Recorded information:
• • • • •

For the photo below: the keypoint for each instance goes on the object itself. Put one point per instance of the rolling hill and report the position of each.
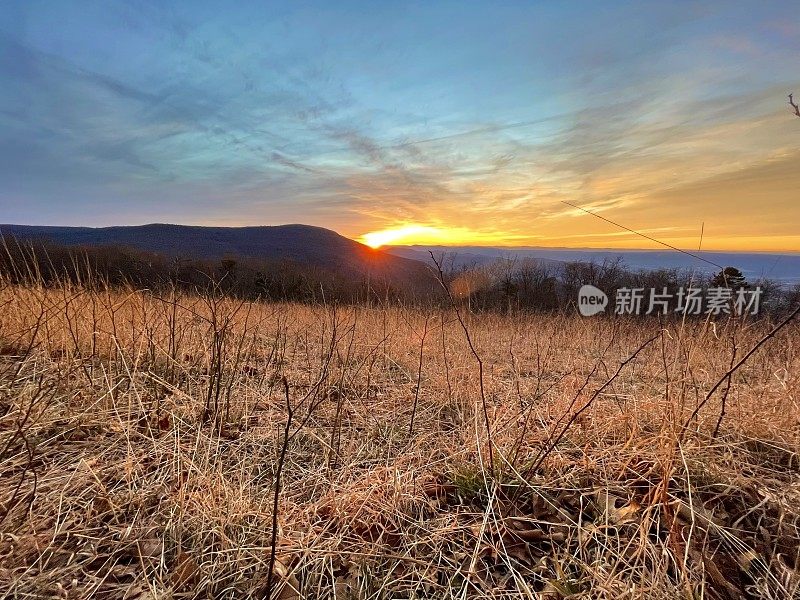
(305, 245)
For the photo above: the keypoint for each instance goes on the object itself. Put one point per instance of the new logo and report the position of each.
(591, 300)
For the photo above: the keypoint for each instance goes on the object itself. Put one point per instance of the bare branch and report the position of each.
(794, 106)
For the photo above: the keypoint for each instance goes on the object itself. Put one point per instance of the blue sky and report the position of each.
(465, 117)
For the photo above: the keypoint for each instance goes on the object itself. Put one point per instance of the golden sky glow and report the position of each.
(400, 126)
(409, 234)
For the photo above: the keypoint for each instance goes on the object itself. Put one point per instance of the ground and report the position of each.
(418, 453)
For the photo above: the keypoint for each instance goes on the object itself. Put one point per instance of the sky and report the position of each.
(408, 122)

• • • • •

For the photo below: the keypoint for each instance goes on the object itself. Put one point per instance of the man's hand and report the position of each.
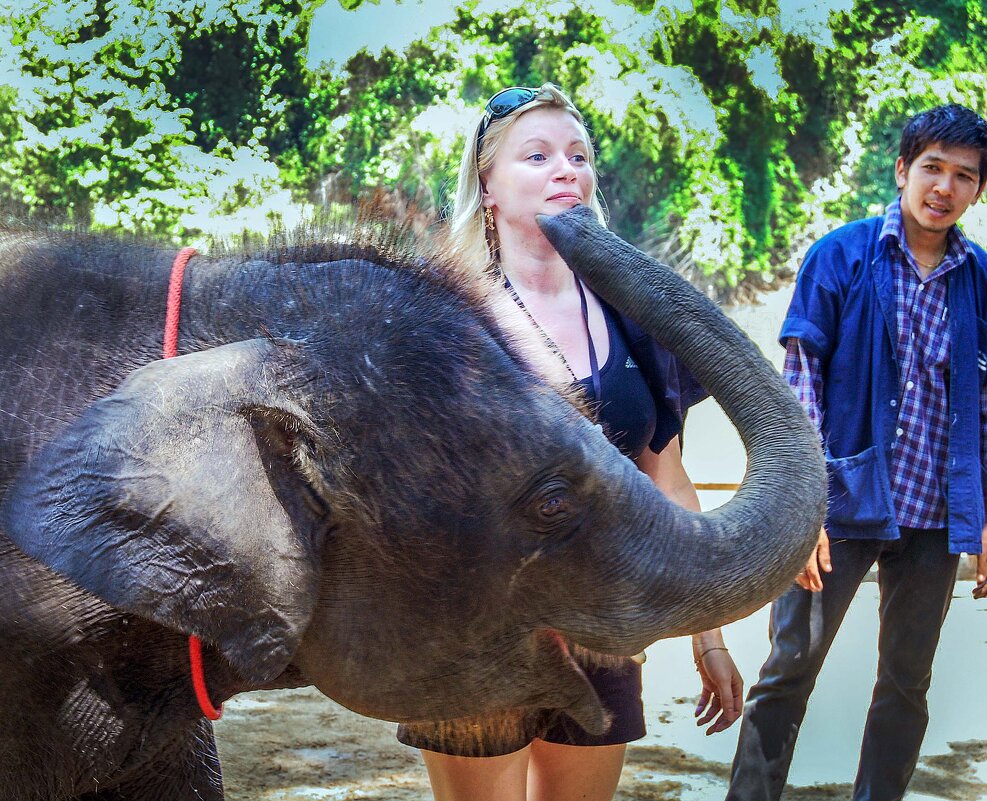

• • • • •

Directions: State how many of the lines above, across both blocks, contain the word "below". Give only the number.

Full output: 2